▸ **Document excerpt**:
+-------+

For Children to Learn, We Must Teach them in Languages they Understand
Ajay Pinjani, Nadia Naviwala and Mohsin Ali
A three-year study by TCF finds that using familiar languages when children are young and then gradually introducing foreign languages maximises comprehension and fluency.
It is no secret that primary education in Pakistan is not delivering the results that government policies, the donor community, and non-profit organisations envision. Millions of children in the country are not in school. And yet, millions more who attend school suffer the effects of a flawed education system. For years, researchers have pointed to the myriad of challenges that the country’s education system faces – defective examination systems, poor physical facilities, lack of teacher quality, low enrolment, large-scale dropouts, corruption, poor management and supervision, lack of research, and policy implementation failures, to name a few.
In a country with over 70 native languages, a critical impediment is the language used as the ‘medium of instruction.’ In Pakistan, parents demand ‘English-medium education’ for the many academic and professional doors it can open for their children. But because the majority teachers in Pakistan are not proficient in English, it is only textbooks that are in English while teachers and students speak local languages in the classroom. Schooling is reduced to rote memorising textbooks that children do not understand, hindering intellectual growth and the joy of learning.

+-------+

▸ **Problem statement**:
Continue the article on the language of instruction in Pakistan's schools, picking up after its last paragraph.

▸ **Provided records**:
+-------+

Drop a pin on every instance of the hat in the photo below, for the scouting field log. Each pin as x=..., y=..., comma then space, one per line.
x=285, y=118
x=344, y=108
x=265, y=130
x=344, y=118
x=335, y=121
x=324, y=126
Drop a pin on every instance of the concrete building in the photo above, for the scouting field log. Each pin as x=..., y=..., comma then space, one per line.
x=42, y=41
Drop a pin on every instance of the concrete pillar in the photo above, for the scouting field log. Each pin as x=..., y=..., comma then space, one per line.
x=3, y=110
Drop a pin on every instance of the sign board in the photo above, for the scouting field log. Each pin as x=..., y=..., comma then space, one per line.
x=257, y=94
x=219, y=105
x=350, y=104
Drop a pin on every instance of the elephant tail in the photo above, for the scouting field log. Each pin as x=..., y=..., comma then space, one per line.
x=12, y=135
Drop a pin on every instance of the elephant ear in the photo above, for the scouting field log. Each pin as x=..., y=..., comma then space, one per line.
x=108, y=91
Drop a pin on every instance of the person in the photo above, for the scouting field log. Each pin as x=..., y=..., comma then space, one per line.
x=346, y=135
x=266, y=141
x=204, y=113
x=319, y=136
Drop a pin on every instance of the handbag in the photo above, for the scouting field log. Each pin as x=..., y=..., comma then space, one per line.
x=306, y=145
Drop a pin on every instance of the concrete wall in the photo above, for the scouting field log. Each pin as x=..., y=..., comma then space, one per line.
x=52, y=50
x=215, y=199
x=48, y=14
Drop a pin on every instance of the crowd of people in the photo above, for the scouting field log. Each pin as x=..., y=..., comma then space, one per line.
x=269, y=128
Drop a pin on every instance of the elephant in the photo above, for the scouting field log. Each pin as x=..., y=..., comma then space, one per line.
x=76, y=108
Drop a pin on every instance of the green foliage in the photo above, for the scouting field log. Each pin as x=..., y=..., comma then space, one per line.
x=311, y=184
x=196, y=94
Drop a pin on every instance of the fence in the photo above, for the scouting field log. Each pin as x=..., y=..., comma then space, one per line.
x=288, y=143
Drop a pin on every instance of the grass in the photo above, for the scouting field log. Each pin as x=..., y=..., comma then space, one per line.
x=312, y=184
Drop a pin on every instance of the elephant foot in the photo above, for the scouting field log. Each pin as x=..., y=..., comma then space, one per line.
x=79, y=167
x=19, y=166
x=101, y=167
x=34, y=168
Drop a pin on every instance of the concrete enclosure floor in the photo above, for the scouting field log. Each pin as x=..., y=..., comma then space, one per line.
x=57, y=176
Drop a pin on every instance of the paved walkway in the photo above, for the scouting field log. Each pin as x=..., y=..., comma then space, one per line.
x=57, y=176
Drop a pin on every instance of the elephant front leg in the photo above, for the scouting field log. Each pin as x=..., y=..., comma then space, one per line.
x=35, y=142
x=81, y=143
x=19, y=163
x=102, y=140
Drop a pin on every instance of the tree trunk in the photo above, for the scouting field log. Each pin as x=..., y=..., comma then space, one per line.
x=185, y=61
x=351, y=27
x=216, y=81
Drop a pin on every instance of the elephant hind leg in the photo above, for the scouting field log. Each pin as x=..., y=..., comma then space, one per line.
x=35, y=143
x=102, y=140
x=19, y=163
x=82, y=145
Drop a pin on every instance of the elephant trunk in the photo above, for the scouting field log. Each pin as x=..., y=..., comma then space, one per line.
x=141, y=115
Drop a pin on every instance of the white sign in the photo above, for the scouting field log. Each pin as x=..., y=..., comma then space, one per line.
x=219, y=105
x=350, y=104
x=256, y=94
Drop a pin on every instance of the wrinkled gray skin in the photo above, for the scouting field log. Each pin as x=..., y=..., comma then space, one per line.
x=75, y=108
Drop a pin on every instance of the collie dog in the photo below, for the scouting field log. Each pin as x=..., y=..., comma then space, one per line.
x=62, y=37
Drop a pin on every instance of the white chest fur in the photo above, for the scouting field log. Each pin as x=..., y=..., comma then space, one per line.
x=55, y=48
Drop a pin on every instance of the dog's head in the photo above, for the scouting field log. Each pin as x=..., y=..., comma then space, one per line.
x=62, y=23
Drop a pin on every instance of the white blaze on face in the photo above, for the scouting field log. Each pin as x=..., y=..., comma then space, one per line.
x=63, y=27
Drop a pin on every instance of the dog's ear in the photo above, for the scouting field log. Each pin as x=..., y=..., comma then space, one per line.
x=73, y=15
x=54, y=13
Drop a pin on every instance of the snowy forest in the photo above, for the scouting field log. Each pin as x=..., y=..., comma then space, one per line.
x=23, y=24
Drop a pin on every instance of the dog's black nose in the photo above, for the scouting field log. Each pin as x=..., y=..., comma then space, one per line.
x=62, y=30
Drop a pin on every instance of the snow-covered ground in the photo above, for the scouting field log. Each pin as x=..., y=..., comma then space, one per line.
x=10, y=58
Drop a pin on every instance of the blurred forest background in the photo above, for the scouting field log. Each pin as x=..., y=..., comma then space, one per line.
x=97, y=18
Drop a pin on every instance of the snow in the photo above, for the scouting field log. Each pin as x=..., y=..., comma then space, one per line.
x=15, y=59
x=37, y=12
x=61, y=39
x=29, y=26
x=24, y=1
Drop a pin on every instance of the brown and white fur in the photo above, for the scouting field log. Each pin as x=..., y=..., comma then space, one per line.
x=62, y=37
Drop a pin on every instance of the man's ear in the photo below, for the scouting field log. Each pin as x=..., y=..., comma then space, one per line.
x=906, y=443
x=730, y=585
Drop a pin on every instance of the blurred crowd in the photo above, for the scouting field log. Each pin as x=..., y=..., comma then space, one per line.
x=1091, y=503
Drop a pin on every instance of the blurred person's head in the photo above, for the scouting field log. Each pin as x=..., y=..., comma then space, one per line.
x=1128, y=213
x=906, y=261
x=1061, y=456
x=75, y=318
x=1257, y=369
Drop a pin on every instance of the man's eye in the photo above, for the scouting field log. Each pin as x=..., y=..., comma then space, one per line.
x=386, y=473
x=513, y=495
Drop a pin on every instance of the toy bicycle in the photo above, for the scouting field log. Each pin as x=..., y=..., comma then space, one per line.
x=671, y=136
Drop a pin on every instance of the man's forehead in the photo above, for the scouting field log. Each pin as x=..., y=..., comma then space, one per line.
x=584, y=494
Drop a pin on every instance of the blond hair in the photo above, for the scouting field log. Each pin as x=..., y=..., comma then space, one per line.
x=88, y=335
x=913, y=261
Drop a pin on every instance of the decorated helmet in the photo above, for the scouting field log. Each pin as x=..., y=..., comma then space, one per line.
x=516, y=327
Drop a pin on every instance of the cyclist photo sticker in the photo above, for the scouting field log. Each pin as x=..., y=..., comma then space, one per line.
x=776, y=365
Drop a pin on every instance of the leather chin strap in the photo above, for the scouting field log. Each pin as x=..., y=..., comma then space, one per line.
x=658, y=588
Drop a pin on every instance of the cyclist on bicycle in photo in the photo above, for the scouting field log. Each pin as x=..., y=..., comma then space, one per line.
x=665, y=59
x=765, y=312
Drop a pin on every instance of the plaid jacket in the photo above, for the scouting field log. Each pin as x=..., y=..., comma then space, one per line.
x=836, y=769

+-------+

▸ **In response**:
What Happens when Children are Taught in a Language they do not Understand
In a kindergarten classroom in Islamkot, a tehsil (township) in the Tharparkar desert in Sindh, a child named Mehtab eagerly writes his name in English on the blackboard. He does a perfect job – carefully forming each letter of his name and then reading it loudly. However, it is not until the research team rubs off the last two letters of his name and asks him to read that he gives them a blank stare.
Mehtab has rote learnt his name, just as he is expected to rote memorise his textbooks.
This meaningless memorisation of information happens in classrooms across Pakistan, where children’s language and cultural context is not taken into consideration. It has led to a crisis – one where children who regularly attend school can’t read or write a simple sentence in any language albeit being in school for several years.
While many valid questions arise from such a conundrum, research shows that using an unfamiliar language as the medium of instruction in the primary years’ curriculum in Pakistan hurts children’s ability to learn to read and understand concepts. There is overwhelming consensus amongst educationists around the world that learning should be in a language that students understand – usually the language that they speak at home, referred to as their ‘mother tongue’. This research also establishes that children who develop strong language skills in their own language are better able to learn foreign languages like English later on.
Scouring the World to find a Localised Answer
TCF partnered with the Thar Foundation in 2018 to develop a mother tongue based multilingual education (MTB MLE) model for schools in the desert region of Tharparkar, Pakistan. While Sindhi is the provincial language in Tharparkar, over 13 sub-regional languages are used by the local population – these include Dhatki, Marwari, Katchi, Oadki, and Parkari. In Tharparkar, it is typical for children in one school to speak several different mother tongue languages.
While previous research has primarily addressed the need and impact of MTB MLE programmes, there is limited guidance available on how to design such programmes for schools with multiple mother tongue languages. As a result, while many practitioners, policy makers, and even experts acknowledge the importance of education in the mother tongue, it does not seem feasible to implement.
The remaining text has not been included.